Region pointing data:
****************************************
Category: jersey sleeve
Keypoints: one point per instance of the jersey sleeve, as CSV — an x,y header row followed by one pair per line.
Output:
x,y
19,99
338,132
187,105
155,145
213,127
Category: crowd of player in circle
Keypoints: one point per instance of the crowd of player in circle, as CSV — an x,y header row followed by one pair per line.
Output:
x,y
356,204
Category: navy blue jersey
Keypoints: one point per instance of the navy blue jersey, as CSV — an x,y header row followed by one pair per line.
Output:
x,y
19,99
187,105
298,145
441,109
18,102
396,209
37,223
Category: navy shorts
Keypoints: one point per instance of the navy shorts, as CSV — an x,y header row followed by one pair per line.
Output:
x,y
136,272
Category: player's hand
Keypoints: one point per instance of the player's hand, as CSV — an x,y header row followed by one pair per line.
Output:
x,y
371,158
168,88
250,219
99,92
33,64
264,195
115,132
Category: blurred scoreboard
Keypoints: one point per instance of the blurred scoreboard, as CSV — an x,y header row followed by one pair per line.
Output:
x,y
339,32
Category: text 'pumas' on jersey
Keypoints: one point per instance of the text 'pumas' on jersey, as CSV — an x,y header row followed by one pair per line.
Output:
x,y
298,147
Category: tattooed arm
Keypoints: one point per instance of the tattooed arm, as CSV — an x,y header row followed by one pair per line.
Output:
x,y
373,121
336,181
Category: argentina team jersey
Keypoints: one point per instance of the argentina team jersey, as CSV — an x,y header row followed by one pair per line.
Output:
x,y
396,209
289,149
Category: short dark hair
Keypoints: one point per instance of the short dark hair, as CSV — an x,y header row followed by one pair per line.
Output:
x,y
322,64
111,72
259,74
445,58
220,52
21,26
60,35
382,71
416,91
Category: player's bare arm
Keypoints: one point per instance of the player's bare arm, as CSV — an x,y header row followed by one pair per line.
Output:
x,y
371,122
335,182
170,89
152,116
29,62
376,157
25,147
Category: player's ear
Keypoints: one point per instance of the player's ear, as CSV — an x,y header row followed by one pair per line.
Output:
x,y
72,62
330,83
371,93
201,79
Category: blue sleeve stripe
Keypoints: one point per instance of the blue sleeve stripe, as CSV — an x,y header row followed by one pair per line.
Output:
****************************************
(WHAT NEEDS TO BE DONE)
Can you write out the lines above, from the first one through the one containing "Category: navy blue jersey", exactly as they appear and nothing more?

(TASK RESPONSE)
Category: jersey sleeve
Keypoints: one point per instance of the jersey sleeve, as CSV — an x,y header row followed by one pair per line.
Output:
x,y
19,99
338,132
187,105
155,145
213,127
Category: crowd of player in circle
Keypoints: one point per instance of the crowd of player in circle, as CSV — an x,y header row followed by one pair per line.
Output:
x,y
356,204
Category: navy blue jersey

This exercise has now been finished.